— BEGIN EXTRACTED RECORDS —

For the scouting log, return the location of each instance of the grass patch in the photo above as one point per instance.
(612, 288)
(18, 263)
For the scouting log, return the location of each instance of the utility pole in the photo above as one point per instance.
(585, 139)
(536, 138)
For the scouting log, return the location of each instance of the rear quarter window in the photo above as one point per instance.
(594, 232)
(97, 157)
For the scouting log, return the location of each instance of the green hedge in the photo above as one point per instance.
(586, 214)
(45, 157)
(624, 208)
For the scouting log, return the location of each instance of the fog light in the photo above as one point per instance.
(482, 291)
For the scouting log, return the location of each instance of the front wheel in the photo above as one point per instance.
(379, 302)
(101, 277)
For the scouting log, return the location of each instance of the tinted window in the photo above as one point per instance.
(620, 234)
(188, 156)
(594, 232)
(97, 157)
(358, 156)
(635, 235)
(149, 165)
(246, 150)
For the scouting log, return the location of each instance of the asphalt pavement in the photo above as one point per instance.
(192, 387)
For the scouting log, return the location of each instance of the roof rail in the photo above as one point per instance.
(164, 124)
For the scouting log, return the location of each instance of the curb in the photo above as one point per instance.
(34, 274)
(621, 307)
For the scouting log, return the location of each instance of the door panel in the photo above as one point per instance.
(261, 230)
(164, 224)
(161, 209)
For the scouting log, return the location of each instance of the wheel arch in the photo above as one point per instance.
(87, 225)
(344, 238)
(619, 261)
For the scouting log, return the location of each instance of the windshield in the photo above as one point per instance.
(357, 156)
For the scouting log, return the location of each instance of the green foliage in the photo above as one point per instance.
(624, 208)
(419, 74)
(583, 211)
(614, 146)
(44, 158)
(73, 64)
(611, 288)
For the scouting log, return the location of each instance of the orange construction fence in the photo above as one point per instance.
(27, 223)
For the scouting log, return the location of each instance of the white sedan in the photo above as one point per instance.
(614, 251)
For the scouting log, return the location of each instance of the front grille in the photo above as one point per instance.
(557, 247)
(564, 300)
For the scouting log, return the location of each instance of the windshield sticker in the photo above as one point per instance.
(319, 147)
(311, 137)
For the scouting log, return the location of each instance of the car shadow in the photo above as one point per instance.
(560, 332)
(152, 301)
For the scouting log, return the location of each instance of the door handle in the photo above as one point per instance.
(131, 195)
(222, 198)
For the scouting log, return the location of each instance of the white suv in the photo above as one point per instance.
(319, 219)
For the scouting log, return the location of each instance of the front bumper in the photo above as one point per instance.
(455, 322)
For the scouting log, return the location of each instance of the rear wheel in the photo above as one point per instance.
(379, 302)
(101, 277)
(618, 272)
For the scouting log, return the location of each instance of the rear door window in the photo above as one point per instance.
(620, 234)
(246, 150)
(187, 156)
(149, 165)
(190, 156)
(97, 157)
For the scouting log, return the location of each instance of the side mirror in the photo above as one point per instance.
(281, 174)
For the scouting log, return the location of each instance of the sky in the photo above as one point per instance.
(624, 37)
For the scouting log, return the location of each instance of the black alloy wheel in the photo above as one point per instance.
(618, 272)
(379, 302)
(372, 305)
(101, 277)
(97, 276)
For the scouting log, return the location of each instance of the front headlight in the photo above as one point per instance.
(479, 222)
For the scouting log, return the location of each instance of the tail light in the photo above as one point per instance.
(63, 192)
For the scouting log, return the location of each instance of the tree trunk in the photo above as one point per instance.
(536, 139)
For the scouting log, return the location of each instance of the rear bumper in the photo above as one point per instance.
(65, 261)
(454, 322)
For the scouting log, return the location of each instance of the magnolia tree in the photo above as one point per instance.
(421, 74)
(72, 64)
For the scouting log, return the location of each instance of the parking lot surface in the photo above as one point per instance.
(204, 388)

— END EXTRACTED RECORDS —

▶ _WHAT IS NEEDED_:
Reproduce the full set of records precisely.

▶ _SOLUTION FOR THIS PROBLEM_:
For the scouting log, return the location of each instance of the grass patch in the photo above as one point per instance.
(612, 288)
(18, 263)
For the scouting log, return the location of each instance of the utility pole in the photo above as one point per instance.
(585, 139)
(536, 138)
For the scouting log, return the location of each instance of the rear quarter window in the photo above as one point per instance.
(594, 232)
(97, 157)
For the scouting log, return the location of each instance of the green hedge in the photo above as one point per instance.
(586, 214)
(45, 157)
(624, 208)
For the scouting log, return the location of each instance of the fog light in the photo above as one point per instance.
(482, 291)
For the scouting log, return the location of each instance of the front wheel in the photo above as one point per instance.
(379, 302)
(101, 277)
For the scouting log, return the location of each instance of the tinted window in the photo above as one point per instance.
(620, 234)
(188, 156)
(594, 232)
(97, 157)
(358, 156)
(635, 235)
(149, 165)
(246, 150)
For the scouting log, return the location of each instance of the asphalt pavement in the photo above as one point per instance.
(192, 387)
For the scouting log, return the location of each instance of the roof rail in the photo above as one point per instance.
(164, 124)
For the scouting log, return the location of each instance of the curb in the photo above as one point per instance.
(34, 274)
(621, 307)
For the scouting log, return the location of each instance of the door panel in the photo above as one point per instance.
(261, 230)
(164, 224)
(161, 209)
For the scouting log, return the location of each instance of the wheel arch in the photo above as one point per instance.
(87, 225)
(344, 238)
(619, 261)
For the scouting log, return the location of each instance of the windshield in the photo above as one point per instance.
(357, 156)
For the scouting log, return the location of each instance of the green foliage in the photo above as one point per instance.
(624, 208)
(419, 74)
(583, 211)
(614, 146)
(44, 158)
(73, 64)
(611, 288)
For the scouting log, return the location of each instance of the orange construction fence in the photo above as one point per instance.
(27, 223)
For the scouting log, return the location of each instance of the white sedan in the photo above as one point per instance.
(614, 251)
For the scouting log, return the location of each instance of the front grille in the photo above as one point per instance.
(557, 247)
(564, 300)
For the scouting log, return the location of each instance of the windshield sticker in the photo above as one point per instance.
(319, 147)
(311, 137)
For the scouting log, return the location of each instance of the car shadow in the photo above as one point per instance.
(560, 332)
(152, 301)
For the scouting log, return the location of each instance of the door handle in the photo above as one point per instance.
(131, 195)
(222, 198)
For the scouting log, return the location of each instance of the white suv in the photo above as one point per instance.
(319, 219)
For the scouting log, return the location of each instance of the front bumper in the photo above as one point per instance.
(455, 322)
For the scouting log, return the location of each instance of the rear wheel in the photo above as one point per instance.
(379, 302)
(101, 277)
(618, 272)
For the scouting log, return the location of each instance of the rear door window in the photo above as one point per instance.
(620, 234)
(246, 150)
(187, 156)
(149, 165)
(190, 156)
(97, 157)
For the scouting log, return the location of each instance of the side mirror in the photo above as one point per instance.
(281, 174)
For the scouting log, return the location of each instance of the sky in the photo above as one point per instance.
(624, 37)
For the scouting log, return the location of each instance of the black alloy wheel in the photo above as one point per instance.
(618, 272)
(379, 302)
(372, 305)
(101, 277)
(97, 276)
For the scouting log, return the location of each instance of the front headlight in the photo above as one point per instance.
(479, 222)
For the scouting log, return the location of each instance of the tail light in the photo above as one point per instance.
(63, 192)
For the scouting log, return the location of each instance of the tree trunk in the photo above as one point per instance.
(536, 139)
For the scouting log, return the location of each instance of the rear bumper in the photo above as one point per instance.
(65, 261)
(454, 322)
For the scouting log, return the location of each instance of the magnolia tree in the photo above as one point per instance.
(421, 74)
(72, 64)
For the scouting log, return the location of each instance of the parking lot surface in the photo above as one point per instance.
(204, 388)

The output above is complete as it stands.